**Lista de tarefas:**
[a] Enumera todas as linhas em que aparece a palavra "mount", copiando cada uma delas na íntegra.
[b] Continua o texto sobre a Operação Mar Verde a partir da última frase apresentada.

Ainda sobre a Operação "Mar Verde"

Ainda sobre a Operação "Mar  Verde".

No passado dia 22, no meu "Ponto de vista" semanal, aludi ao facto de o Director da revista "Sábado" não me ter prestado nenhuma explicação sobre a falta de coordenação interna que teria estado na origem da inesperada substituição de uma entrevista minha por outro artigo também relativo à Operação em epígrafe.

Como tal explicação continuou sem ocorrer, creio útil dar a conhecer mais alguns pormenores a propósito dos factos mencionados naquele "Ponto de vista", essencialmente centrados sobre a participação da FNLG - Frente Nacional de Libertação da Guiné (Conacri) na operação Mar Verde - a qual foi objecto de apropriado texto nas minhas  "Semimórias", publicadas nestas páginas.

**Material fornecido:**
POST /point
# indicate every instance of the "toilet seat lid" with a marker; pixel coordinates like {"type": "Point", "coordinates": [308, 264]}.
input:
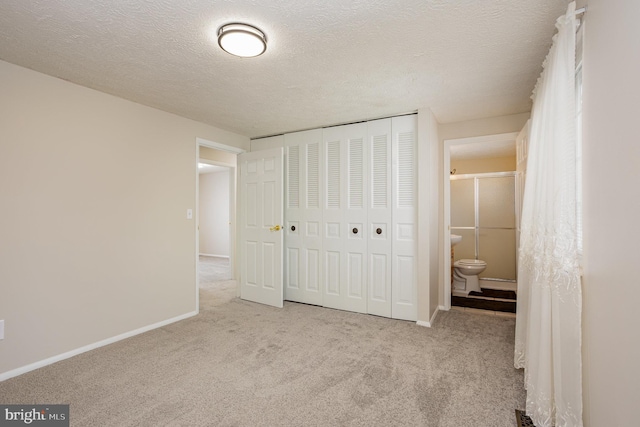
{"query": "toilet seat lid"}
{"type": "Point", "coordinates": [471, 262]}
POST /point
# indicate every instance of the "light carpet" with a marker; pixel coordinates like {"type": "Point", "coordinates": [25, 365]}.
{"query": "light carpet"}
{"type": "Point", "coordinates": [244, 364]}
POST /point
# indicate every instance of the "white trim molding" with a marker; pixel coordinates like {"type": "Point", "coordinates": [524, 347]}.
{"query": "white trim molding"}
{"type": "Point", "coordinates": [218, 146]}
{"type": "Point", "coordinates": [215, 256]}
{"type": "Point", "coordinates": [430, 322]}
{"type": "Point", "coordinates": [51, 360]}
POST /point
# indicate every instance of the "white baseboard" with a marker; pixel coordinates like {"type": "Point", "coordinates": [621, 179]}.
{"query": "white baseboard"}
{"type": "Point", "coordinates": [503, 286]}
{"type": "Point", "coordinates": [215, 256]}
{"type": "Point", "coordinates": [430, 322]}
{"type": "Point", "coordinates": [54, 359]}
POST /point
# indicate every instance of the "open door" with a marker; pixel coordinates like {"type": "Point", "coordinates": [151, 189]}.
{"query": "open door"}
{"type": "Point", "coordinates": [261, 233]}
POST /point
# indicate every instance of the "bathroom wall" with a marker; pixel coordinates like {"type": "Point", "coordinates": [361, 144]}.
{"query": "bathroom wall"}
{"type": "Point", "coordinates": [483, 165]}
{"type": "Point", "coordinates": [95, 240]}
{"type": "Point", "coordinates": [466, 129]}
{"type": "Point", "coordinates": [611, 342]}
{"type": "Point", "coordinates": [214, 213]}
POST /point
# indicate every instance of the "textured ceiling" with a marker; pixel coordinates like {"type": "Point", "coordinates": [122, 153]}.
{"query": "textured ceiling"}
{"type": "Point", "coordinates": [483, 150]}
{"type": "Point", "coordinates": [327, 62]}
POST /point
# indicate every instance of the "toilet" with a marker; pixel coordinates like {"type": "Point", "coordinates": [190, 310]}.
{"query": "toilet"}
{"type": "Point", "coordinates": [465, 275]}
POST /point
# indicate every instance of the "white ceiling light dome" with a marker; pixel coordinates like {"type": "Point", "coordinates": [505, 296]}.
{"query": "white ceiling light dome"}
{"type": "Point", "coordinates": [242, 40]}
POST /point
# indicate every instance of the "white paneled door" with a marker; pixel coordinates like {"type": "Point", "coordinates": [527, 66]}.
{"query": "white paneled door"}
{"type": "Point", "coordinates": [379, 228]}
{"type": "Point", "coordinates": [404, 195]}
{"type": "Point", "coordinates": [344, 244]}
{"type": "Point", "coordinates": [303, 213]}
{"type": "Point", "coordinates": [261, 223]}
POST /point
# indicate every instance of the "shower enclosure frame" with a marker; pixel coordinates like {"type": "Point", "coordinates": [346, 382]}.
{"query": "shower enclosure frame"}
{"type": "Point", "coordinates": [445, 287]}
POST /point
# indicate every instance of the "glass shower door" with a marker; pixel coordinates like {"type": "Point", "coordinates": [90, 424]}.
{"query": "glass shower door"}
{"type": "Point", "coordinates": [483, 212]}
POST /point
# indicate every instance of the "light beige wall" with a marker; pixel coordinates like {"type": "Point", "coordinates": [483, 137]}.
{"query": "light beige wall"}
{"type": "Point", "coordinates": [466, 129]}
{"type": "Point", "coordinates": [214, 213]}
{"type": "Point", "coordinates": [428, 256]}
{"type": "Point", "coordinates": [611, 342]}
{"type": "Point", "coordinates": [95, 238]}
{"type": "Point", "coordinates": [485, 165]}
{"type": "Point", "coordinates": [218, 156]}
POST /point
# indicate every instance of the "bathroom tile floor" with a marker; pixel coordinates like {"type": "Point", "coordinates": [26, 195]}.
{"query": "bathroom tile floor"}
{"type": "Point", "coordinates": [490, 301]}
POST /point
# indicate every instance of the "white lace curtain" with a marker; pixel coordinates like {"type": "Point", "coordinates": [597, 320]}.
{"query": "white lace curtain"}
{"type": "Point", "coordinates": [548, 320]}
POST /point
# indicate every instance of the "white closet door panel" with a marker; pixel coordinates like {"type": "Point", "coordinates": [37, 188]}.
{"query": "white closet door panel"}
{"type": "Point", "coordinates": [303, 213]}
{"type": "Point", "coordinates": [345, 217]}
{"type": "Point", "coordinates": [404, 205]}
{"type": "Point", "coordinates": [379, 227]}
{"type": "Point", "coordinates": [261, 201]}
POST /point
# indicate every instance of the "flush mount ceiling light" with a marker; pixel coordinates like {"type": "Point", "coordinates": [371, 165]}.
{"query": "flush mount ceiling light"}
{"type": "Point", "coordinates": [242, 40]}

**Respostas por tarefa:**
[a]
# indicate every instance of the "flush mount ceiling light" with a marker; pixel coordinates like {"type": "Point", "coordinates": [371, 165]}.
{"query": "flush mount ceiling light"}

[b]
Começo por anotar o facto de o Coronel Thierno Diallo, (indigitado para substituir Sekou Touré na Presidência da República) me ter confidenciado, já durante a viagem de retorno à ilha de Soga, que não compreendia a razão de o seu grupo de combate não ter sido designado para a neutralização de Sekou Touré, tendo sido relegado para o ataque a um objectivo que embora importante não deixava de ser secundário relativamente ao que seria lógico:  participar directamente no processo de substituição do Presidente da República, uma vez que seria ele, Coronel Diallo, quem seria o novo Presidente; ou no mínimo, que lhe fosse atribuída a missão de ocupar com o seu grupo de combate a Radio Nacional, donde se dirigiria directamente à população, forças militares, e de  segurança.

Aliás, no próprio relatório sobre a sua participação na operação, que o Coronel Diallo elaborou, ressalta a sua discordância com o respectivo plano, que refere ter-lhe sido apresentado apenas nas vésperas - tendo-lhe sido afirmado pelo próprio General Spínola, face às discordâncias que terá formulado, que já não havia tempo para serem feitas alterações.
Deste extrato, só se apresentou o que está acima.